- **Stated exercise 1**
In the profile of Lander professor Sean Barnette below, what degree did the University of Tennessee award him in 2011?
- **Stated exercise 2**
Pick up the profile of Lander professor Sean Barnette below after its last sentence and keep writing it.

--- Start of Document extract ---

Lander University Associate Professor of English Dr. Sean Barnette, the winner of this year's Distinguished Professor Award, tries to make his classes as interactive as possible.

"Any day that I'm teaching and I'm doing the most talking in the class, it's probably a bad day," he says.

Barnette, who originally trained to be a band director and taught music for two years in Nicaragua, says "you can't teach someone to play an instrument by lecturing them," and the same thing goes for teaching writing.

"I've always seen what you do in the classroom as a practical thing, rather than just delivering information," the Miami native, who grew up in Huntersville, N.C., said.

He became interested in the idea of teaching writing as a career while pursuing a master's degree in linguistics at the University of South Carolina, when he was offered an assistantship teaching English 101. "I fell in love with doing it," he says.

From 2005 to 2007, he served as a visiting instructor of English at Lander, an experience that he enjoyed enough to return to school to pursue his doctorate. In 2011, the University of Tennessee awarded him a Ph.D. in rhetoric, writing and linguistics.

Barnette is "not a literature guy. My expertise is definitely more in the linguistics, rhetoric, language classes," he said.

When he taught Harry Potter as Literature, one of numerous Honors College courses he has taught, he focused on "the rhetoric of Harry Potter, how the books get us to think about how language works."

His ability to connect with students, he feels, is one of his strengths. "My office door is open pretty much all the time, and students come in. This is the 'let's talk about life' chair, these are the 'let's talk about work' chairs, and they're full every day."

--- End of Document extract ---
--- Start of Dataset records ---

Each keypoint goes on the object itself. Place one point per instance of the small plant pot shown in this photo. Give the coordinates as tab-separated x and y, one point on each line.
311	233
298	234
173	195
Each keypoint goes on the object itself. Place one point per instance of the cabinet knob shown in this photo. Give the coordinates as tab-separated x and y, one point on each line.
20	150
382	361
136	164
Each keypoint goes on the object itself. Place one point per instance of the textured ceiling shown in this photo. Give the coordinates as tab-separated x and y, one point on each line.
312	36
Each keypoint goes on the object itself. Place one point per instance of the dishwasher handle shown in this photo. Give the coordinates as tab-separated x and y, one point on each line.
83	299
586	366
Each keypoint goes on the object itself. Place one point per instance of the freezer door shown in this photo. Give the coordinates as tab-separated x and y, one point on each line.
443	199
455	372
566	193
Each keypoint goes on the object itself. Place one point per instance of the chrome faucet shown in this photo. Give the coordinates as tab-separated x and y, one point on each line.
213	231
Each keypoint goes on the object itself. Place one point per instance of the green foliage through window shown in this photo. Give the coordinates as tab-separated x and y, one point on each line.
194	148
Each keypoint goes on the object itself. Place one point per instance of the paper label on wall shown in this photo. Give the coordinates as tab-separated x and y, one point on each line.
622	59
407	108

--- End of Dataset records ---

- **Answer 1**
A Ph.D. in rhetoric, writing and linguistics.

- **Answer 2**
One day each week, he eats with students in the dining hall. Sometimes there are so many of them that he has to push two tables together.

Getting students to be curious, to ask questions and take responsibility for their own learning is important to Barnette. He wants them to demonstrate that they "can think through a problem."

He has also been busy publishing. He recently co-edited, along with Professor of English Dr. Lillian Craton and Associate Professor of English Dr. Reneé Love, a book on approaches to teaching first-year writing, titled Writing Pathways to Student Success. It was published last year by The Writing Across the Curriculum Clearinghouse and University Press of Colorado.

The MathMate, a scholarly journal, recently published "The Undisciplined Mind: An Honors Course in Mathematics and Humanities," an article that he co-authored with Associate Professor of Mathematics Dr. Josie Ryan, with whom he team-taught a course exploring the parallels between the two disciplines.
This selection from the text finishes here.